Text passage →

== Segment start ==

Whilst the exact origins of the breed remain obscure, the earliest reference to the type of Irish Water Spaniel we know today was in the 1830’s.  Originally bred as a wildfowling dog to work on the marshes, bogs and rivers of its’ native Ireland it is a versatile gundog and it can be adapted for many forms of work.  They are responsive, equipped with an excellent nose, eyesight and hearing.

Irish Water Spaniels have natural instincts that make them suitable for all types of shooting; they have also been used as drug and explosives detector dogs; they have competed in agility, flyball, working trials and obedience and worked as PAT and therapy dogs.

IWS are slower to mature than some other breeds, they can be headstrong and wilful, needing a firm but fair and patient owner who will need to gain the dog's respect before it will give of its best.  If over trained they become easily bored and stubborn.

At home the Irish Water Spaniel is known for its endearing nature and companionable qualities. It is endlessly resourceful in its ability to play and amuse itself and others.

== Segment end ==

Supplied information →
== Segment start ==

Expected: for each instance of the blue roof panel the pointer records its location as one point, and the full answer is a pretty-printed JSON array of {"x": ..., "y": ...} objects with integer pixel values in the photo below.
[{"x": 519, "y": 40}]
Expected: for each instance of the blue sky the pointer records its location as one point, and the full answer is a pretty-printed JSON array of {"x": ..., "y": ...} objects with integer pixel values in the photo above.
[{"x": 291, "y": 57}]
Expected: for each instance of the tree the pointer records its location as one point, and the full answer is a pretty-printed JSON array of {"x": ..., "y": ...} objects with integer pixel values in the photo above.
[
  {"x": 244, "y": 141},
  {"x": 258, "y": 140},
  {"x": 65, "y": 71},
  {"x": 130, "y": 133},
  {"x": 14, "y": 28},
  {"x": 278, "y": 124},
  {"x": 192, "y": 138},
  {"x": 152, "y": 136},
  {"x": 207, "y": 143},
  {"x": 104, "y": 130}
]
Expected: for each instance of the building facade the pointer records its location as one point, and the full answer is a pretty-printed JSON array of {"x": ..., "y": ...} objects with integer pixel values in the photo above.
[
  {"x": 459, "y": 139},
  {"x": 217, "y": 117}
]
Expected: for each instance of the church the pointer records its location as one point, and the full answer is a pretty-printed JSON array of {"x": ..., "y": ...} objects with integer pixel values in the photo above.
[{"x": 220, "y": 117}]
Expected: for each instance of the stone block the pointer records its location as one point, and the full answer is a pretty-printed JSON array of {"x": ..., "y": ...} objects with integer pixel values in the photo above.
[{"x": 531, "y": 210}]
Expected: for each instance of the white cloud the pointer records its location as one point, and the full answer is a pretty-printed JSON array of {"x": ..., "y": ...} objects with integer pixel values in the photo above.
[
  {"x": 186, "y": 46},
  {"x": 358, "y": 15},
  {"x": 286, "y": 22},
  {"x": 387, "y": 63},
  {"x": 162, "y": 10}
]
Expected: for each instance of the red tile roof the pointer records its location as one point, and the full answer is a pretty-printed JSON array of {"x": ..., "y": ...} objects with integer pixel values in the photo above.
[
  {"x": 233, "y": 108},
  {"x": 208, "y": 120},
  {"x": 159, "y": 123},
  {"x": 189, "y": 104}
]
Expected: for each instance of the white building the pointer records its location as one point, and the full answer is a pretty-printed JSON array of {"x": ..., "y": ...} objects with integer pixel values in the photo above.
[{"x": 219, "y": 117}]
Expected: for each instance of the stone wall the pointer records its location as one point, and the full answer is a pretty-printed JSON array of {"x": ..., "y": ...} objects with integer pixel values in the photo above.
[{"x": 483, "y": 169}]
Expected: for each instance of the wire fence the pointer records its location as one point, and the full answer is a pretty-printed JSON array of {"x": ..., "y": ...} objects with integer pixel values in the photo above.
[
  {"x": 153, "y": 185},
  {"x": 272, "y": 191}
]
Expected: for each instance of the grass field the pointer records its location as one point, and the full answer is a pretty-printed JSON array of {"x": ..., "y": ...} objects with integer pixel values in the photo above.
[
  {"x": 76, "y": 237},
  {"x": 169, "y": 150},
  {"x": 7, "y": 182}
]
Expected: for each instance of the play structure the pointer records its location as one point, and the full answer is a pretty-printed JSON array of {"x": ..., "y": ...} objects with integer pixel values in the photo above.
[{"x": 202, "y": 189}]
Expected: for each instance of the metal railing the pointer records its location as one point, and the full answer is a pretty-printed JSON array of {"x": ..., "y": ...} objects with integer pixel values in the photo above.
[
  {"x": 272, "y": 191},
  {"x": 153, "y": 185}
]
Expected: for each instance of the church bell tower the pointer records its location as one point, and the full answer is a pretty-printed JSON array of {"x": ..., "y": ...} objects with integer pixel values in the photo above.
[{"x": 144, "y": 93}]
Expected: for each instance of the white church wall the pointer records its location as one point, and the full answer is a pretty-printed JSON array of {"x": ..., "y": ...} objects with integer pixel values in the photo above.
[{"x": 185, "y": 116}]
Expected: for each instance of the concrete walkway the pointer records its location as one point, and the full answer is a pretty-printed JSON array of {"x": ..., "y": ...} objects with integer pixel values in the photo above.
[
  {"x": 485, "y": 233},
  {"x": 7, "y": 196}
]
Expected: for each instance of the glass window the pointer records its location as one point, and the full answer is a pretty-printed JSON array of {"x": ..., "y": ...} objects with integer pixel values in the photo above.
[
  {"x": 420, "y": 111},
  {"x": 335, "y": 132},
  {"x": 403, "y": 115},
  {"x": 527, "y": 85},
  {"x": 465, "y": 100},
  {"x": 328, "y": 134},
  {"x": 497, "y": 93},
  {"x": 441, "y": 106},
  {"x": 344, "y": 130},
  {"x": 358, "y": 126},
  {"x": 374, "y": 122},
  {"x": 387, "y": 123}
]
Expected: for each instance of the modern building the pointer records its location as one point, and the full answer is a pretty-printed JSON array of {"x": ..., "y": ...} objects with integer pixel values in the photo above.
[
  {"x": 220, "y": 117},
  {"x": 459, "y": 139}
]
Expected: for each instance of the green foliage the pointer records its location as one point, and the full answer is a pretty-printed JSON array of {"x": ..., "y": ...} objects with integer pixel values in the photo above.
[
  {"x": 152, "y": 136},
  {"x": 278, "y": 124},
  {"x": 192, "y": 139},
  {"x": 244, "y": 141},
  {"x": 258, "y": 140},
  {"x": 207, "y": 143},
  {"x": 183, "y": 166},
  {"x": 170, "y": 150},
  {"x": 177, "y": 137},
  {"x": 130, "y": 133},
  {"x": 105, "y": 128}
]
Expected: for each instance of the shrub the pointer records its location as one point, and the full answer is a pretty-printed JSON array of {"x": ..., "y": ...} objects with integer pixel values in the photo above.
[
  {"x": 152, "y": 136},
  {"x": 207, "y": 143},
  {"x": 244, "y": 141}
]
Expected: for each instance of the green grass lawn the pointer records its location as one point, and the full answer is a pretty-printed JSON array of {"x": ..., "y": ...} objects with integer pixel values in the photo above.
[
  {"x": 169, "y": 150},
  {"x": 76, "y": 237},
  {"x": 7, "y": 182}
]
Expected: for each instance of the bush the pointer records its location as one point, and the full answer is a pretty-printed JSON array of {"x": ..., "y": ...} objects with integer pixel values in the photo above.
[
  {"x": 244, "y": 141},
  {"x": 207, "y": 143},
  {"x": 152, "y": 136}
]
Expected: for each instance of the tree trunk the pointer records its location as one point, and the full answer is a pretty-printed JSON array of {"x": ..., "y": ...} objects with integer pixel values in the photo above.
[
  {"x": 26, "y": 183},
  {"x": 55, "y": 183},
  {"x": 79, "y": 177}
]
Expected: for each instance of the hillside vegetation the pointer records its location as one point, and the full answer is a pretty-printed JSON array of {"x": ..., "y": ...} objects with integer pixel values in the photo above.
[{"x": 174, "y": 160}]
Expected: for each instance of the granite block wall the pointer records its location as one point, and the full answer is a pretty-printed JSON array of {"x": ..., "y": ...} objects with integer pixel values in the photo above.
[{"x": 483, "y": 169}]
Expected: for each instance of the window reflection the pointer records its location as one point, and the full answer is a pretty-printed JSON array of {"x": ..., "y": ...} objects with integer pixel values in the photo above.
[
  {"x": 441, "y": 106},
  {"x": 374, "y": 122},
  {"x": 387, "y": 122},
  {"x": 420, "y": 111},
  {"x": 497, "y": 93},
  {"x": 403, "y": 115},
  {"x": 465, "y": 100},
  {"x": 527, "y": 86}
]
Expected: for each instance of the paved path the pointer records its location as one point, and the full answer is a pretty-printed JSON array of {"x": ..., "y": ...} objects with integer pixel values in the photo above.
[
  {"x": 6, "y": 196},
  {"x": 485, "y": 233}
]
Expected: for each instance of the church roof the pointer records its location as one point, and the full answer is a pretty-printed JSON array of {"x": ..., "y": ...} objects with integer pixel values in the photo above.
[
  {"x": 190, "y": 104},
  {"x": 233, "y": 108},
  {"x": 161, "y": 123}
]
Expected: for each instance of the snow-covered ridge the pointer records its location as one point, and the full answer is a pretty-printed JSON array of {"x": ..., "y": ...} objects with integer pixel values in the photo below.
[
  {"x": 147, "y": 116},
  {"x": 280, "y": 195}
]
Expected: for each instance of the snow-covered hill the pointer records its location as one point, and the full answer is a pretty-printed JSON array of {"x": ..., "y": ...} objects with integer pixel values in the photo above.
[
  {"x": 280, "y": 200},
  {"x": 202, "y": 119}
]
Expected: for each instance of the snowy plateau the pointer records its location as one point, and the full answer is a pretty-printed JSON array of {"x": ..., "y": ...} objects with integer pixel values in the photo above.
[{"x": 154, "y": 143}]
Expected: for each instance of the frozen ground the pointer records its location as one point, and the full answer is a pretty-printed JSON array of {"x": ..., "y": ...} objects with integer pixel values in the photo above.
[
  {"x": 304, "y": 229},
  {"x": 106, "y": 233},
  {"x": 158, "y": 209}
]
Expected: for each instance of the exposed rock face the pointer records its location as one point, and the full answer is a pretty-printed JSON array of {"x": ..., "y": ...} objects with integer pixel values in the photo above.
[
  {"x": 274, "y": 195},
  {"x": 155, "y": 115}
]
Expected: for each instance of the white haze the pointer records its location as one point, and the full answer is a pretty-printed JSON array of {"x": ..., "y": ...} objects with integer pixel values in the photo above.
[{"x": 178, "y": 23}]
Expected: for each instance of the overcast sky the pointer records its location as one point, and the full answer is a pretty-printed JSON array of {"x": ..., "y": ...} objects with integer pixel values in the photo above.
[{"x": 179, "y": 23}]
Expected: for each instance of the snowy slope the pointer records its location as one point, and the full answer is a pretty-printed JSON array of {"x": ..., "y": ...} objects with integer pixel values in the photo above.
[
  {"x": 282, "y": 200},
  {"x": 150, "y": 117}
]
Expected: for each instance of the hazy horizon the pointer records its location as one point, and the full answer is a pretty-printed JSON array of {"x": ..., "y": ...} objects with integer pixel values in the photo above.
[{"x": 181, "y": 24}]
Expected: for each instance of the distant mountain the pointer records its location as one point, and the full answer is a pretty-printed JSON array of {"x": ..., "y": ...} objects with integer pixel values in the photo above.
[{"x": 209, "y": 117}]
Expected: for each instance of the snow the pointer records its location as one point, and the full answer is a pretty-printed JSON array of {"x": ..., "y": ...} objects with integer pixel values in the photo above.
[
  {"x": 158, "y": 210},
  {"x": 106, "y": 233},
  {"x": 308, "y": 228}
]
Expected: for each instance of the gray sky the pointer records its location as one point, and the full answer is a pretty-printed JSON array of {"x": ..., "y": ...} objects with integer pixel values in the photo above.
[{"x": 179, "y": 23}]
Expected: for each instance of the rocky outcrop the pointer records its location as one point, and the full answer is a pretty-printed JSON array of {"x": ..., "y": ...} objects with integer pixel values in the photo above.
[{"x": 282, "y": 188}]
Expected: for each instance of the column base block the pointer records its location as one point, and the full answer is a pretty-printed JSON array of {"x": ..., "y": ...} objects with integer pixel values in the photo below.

== Segment end ==

Work request A → In the Irish Water Spaniel text above, rewrite the paragraph beginning "Irish Water Spaniels have natural instincts" as a bulleted list that keeps its main facts.
Work request B → Continue the description of the Irish Water Spaniel breed, starting after its last sentence.

Exercise response A →
- Natural instincts suit them to all types of shooting
- Used as drug and explosives detector dogs
- Have competed in agility, flyball, working trials and obedience
- Have worked as PAT and therapy dogs

Exercise response B →
They are an energetic breed, who make good family and house dogs.

Irish Water Spaniel Dog 1933
Irish Water Spaniel Breed Standard

General Appearance:   Smart, Upstanding, Strongly built, Compact.

Type:  Gundog, Vulnerable, Native breed

Size:  Large

Coat Length:  Medium

Grooming:  More than once a week

Home Type:  Large

Garden Size:  Large

Lifespan:  10-12 years

Temperament:  Head strong but loving to the right owner

Medical Issues:  Hip dysplasia

The IWS is  generally a healthy breed, however there are issues that affect dogs including IWS and these issues should be considered before breeding or buying a puppy.